▶ [SHORT PROBLEM]:
Output each of the items below verbatim, line for line, with nothing added or changed.
— start —
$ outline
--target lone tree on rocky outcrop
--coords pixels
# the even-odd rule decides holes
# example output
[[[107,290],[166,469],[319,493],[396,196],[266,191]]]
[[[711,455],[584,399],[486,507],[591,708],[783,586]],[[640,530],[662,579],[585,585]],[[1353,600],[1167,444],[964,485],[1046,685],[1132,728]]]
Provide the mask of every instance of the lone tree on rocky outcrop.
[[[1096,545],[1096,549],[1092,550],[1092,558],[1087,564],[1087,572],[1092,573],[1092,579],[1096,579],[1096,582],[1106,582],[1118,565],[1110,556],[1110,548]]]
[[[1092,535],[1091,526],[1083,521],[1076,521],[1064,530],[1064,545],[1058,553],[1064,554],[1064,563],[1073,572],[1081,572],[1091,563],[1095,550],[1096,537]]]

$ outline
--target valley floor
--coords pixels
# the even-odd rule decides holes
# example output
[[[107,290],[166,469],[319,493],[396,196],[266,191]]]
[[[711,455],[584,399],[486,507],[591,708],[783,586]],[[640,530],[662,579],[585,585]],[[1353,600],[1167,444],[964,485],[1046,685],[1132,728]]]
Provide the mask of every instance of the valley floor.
— end —
▶ [SOLUTION TO THIS TASK]:
$ outline
--target lone tree on rocky outcrop
--coords pixels
# the even-odd rule decides holes
# example output
[[[107,290],[166,469],[319,493],[396,196],[266,191]]]
[[[711,455],[584,399],[486,507],[591,708],[783,586]],[[640,530],[662,579],[585,585]],[[1353,600],[1167,444],[964,485],[1046,685],[1132,728]]]
Provide the mask of every instance of the lone tree on rocky outcrop.
[[[1096,545],[1096,549],[1092,550],[1092,558],[1087,564],[1087,572],[1092,573],[1092,579],[1096,579],[1096,582],[1106,582],[1118,565],[1110,556],[1110,548]]]
[[[1092,535],[1091,526],[1083,521],[1076,521],[1064,530],[1064,545],[1058,553],[1064,554],[1064,563],[1073,572],[1081,572],[1091,563],[1095,550],[1096,537]]]

$ outline
--target valley floor
--coords pixels
# the even-odd rule decides holes
# example output
[[[107,290],[166,469],[319,493],[396,196],[266,191]]]
[[[711,455],[584,399],[486,507],[591,708],[783,586]],[[640,530],[662,579],[585,585]],[[1353,600],[1167,444],[964,485],[1046,685],[1132,728]]]
Provide the mask of every instance of the valley floor.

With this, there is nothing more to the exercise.